> Directive:
Omit all pictures. Copy exactly the lines from the line containing "of the safety" to the end of the listing, with both ends included.

> Provided records:

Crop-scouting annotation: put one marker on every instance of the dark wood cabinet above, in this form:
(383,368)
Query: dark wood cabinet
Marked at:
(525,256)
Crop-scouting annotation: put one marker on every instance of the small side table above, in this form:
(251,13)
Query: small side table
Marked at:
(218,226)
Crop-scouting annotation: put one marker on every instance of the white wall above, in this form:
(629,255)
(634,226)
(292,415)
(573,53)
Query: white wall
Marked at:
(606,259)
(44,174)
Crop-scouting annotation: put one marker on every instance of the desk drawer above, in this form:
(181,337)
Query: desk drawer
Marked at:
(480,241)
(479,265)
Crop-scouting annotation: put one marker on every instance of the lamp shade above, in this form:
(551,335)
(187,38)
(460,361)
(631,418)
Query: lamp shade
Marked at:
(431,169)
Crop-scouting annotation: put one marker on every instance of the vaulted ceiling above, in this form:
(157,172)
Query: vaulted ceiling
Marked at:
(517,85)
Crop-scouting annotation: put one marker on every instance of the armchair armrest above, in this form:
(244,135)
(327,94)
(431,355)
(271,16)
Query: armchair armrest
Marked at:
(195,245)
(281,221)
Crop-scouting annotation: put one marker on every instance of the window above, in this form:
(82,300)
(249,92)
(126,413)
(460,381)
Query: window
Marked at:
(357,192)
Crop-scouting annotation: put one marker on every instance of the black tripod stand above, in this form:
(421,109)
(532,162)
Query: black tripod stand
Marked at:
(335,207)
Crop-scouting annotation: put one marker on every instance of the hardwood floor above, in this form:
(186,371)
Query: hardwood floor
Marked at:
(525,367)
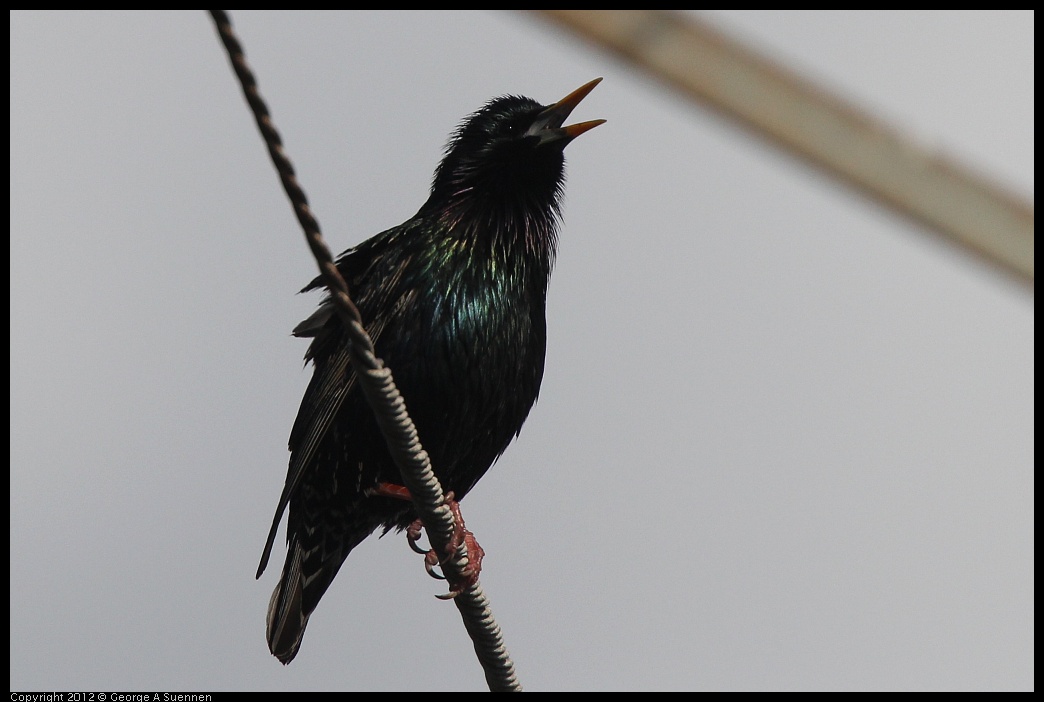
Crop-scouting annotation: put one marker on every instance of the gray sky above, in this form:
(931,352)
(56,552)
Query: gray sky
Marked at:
(784,439)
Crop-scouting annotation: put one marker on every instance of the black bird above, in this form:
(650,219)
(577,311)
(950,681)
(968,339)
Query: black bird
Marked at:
(454,301)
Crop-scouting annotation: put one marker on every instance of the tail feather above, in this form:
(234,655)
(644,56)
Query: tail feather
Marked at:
(286,616)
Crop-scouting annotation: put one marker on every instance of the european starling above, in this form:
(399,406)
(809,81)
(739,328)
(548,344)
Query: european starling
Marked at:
(453,299)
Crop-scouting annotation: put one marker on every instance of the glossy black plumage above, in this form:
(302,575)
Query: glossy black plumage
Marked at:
(453,299)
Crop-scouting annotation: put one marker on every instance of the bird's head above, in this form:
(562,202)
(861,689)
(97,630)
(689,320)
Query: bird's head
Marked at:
(511,150)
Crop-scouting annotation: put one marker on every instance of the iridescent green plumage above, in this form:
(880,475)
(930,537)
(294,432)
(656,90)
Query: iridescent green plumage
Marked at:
(453,299)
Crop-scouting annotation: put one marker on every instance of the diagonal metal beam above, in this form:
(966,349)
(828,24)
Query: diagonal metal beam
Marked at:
(820,127)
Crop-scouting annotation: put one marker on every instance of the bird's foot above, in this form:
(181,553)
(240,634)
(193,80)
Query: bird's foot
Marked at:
(469,576)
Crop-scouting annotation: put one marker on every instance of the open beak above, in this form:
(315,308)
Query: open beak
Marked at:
(548,123)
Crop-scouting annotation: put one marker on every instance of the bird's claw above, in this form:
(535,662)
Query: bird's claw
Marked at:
(469,575)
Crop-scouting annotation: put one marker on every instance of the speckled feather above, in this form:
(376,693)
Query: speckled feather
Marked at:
(454,300)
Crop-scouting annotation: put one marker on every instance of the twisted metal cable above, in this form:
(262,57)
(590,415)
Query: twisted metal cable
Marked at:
(380,390)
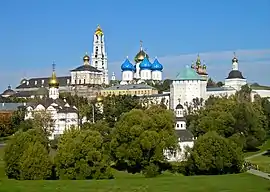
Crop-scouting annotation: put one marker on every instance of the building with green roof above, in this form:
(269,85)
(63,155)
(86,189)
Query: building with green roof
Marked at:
(187,85)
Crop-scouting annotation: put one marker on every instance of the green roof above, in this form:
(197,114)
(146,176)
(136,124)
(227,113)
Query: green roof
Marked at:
(188,74)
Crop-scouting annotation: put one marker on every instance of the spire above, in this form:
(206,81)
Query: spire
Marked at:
(99,31)
(86,59)
(198,61)
(141,45)
(234,62)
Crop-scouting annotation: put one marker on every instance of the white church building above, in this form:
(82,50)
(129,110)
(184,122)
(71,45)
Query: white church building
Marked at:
(62,114)
(143,70)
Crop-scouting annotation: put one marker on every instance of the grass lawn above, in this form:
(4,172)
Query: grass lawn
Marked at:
(262,148)
(263,161)
(125,182)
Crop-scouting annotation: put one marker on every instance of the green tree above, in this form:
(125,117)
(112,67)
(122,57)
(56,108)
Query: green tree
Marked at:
(42,120)
(15,148)
(35,163)
(115,106)
(140,138)
(80,155)
(213,154)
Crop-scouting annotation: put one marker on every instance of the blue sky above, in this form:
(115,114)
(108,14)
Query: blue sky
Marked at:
(36,32)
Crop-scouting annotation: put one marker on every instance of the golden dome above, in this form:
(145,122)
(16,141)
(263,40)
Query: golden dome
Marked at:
(99,31)
(86,58)
(141,55)
(99,99)
(53,82)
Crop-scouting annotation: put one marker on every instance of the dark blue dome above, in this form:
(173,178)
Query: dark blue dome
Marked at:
(145,64)
(156,66)
(127,66)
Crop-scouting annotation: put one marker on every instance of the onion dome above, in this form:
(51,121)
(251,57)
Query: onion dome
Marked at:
(145,64)
(86,58)
(53,82)
(99,99)
(98,31)
(235,74)
(127,66)
(42,91)
(204,66)
(23,81)
(198,61)
(141,55)
(8,92)
(179,106)
(156,66)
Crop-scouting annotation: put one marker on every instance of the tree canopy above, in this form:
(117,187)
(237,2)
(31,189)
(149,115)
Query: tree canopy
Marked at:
(80,155)
(140,138)
(213,154)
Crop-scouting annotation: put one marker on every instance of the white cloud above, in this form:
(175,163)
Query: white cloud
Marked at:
(255,65)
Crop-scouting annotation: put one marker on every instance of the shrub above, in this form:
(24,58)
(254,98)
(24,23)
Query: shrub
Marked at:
(35,163)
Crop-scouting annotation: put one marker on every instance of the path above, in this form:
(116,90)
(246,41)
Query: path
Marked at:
(259,173)
(255,155)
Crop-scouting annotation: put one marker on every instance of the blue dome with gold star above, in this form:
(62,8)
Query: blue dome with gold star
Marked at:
(145,64)
(156,66)
(127,66)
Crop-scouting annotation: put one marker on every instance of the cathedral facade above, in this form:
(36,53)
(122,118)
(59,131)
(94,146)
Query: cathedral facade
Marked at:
(142,70)
(85,80)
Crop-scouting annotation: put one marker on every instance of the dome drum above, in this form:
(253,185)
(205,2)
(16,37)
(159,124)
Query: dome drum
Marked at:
(156,66)
(127,66)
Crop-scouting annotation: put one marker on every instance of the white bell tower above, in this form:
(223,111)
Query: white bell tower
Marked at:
(99,55)
(180,119)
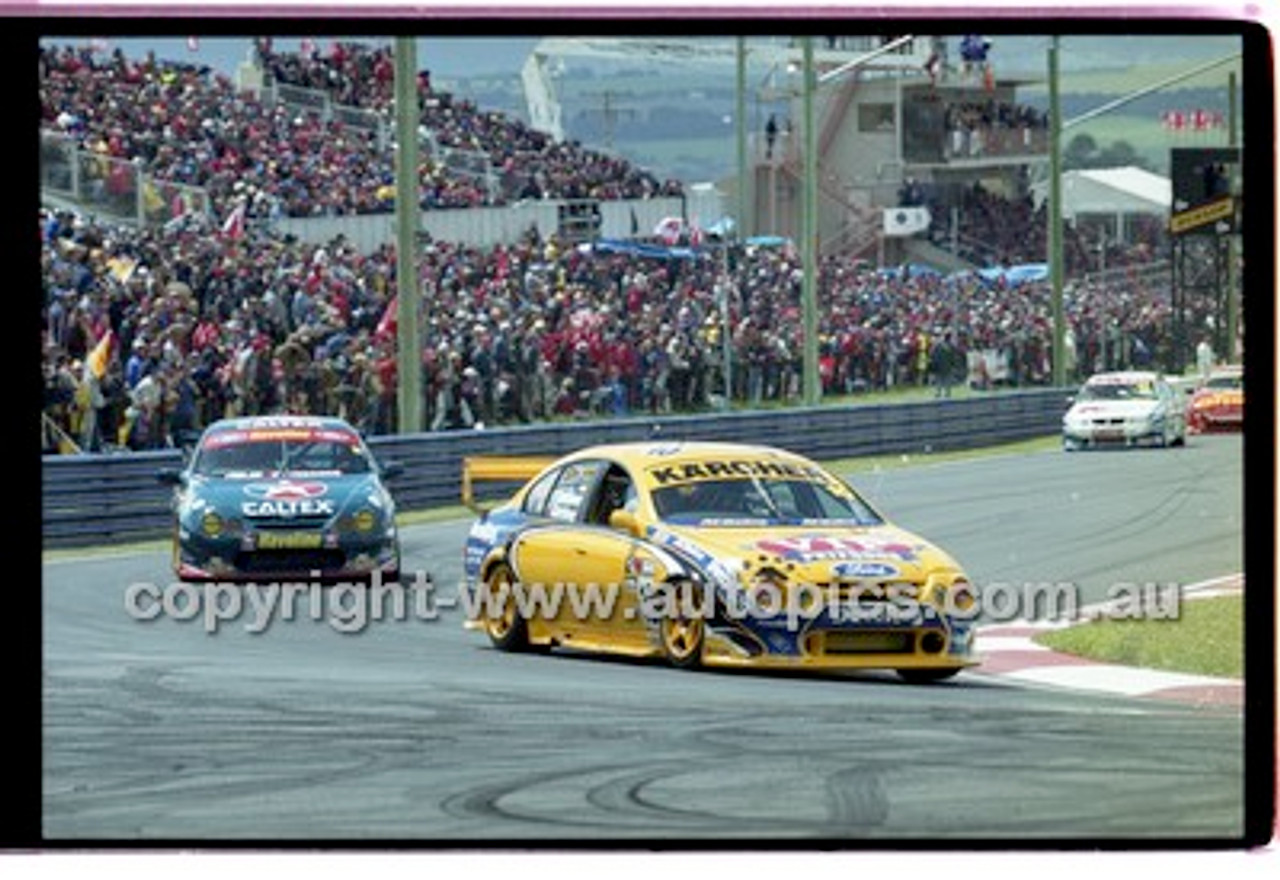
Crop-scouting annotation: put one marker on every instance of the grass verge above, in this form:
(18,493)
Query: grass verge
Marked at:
(1207,638)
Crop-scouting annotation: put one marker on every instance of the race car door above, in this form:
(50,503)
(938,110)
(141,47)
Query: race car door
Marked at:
(571,569)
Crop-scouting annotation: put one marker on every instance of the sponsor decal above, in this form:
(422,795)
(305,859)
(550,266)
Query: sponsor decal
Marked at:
(278,435)
(289,540)
(817,548)
(864,569)
(287,490)
(288,508)
(671,475)
(714,568)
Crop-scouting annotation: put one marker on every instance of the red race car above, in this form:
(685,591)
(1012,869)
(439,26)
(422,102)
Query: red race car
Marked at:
(1217,404)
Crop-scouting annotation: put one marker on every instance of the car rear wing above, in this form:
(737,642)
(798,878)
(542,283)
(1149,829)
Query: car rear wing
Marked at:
(498,468)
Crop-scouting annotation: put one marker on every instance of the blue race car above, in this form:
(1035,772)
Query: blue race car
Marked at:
(283,496)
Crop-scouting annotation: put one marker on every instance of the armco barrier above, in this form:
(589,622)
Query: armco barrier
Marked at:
(109,499)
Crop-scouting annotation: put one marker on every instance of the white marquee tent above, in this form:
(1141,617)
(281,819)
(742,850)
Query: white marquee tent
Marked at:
(1110,191)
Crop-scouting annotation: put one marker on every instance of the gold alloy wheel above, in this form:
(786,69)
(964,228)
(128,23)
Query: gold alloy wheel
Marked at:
(682,640)
(504,627)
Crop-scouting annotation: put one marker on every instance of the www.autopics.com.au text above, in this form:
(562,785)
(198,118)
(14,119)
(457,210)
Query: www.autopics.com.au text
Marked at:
(352,606)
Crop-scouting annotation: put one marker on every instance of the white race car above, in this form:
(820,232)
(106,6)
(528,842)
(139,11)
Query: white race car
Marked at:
(1125,408)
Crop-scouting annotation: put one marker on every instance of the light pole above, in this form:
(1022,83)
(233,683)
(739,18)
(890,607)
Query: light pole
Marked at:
(1055,219)
(408,348)
(809,237)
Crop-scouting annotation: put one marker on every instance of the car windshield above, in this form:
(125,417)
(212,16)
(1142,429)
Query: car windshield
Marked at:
(1118,392)
(259,457)
(762,502)
(1225,383)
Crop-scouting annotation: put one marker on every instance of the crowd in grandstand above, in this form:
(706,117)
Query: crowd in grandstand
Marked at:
(149,334)
(993,229)
(156,331)
(187,124)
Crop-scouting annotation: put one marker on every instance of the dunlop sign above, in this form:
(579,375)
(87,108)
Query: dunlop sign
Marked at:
(1202,215)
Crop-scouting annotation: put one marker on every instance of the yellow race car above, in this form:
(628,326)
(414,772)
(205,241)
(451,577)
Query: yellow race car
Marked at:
(717,554)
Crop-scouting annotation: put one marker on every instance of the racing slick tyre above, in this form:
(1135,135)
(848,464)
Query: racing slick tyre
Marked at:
(682,632)
(926,675)
(499,612)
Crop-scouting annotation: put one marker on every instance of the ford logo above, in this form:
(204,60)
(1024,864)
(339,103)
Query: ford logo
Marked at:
(864,569)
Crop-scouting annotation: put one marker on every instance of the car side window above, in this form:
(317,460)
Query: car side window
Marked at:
(571,491)
(535,502)
(615,493)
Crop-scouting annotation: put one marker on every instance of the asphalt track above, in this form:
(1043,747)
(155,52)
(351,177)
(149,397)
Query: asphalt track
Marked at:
(419,730)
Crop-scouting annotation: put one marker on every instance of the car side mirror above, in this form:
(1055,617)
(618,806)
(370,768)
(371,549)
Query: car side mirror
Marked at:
(170,477)
(625,521)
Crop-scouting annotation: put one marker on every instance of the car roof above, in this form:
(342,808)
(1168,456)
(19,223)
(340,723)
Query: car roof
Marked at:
(252,422)
(1124,376)
(653,452)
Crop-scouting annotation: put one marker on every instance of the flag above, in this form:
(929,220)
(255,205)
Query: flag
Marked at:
(695,234)
(906,220)
(668,229)
(931,67)
(234,224)
(100,356)
(387,324)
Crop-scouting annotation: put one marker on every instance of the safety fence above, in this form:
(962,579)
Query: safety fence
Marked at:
(115,498)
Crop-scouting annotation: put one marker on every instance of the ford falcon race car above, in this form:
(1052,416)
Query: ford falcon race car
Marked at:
(1125,408)
(717,554)
(1219,403)
(279,496)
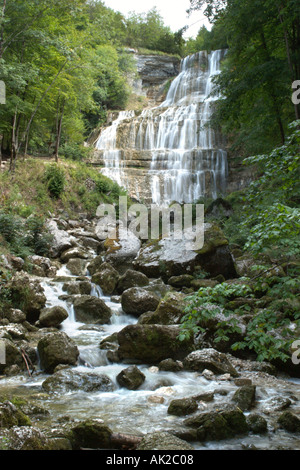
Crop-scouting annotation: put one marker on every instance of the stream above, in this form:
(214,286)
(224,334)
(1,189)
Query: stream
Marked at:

> Worked solution:
Crop-scouting annotation: put one marker on every instance of the safety fence above, in this form:
(962,579)
Query: safety fence
Marked at:
(115,498)
Crop-scouting annotation: put one marker on every instance of the ford falcon race car above, in this form:
(1052,416)
Query: ford falcon race car
Marked at:
(1125,408)
(717,554)
(1219,403)
(279,496)
Crop-scouting annotation: put one marker on every instance of the stream above, in this form:
(214,286)
(224,334)
(1,189)
Query: stream
Marked at:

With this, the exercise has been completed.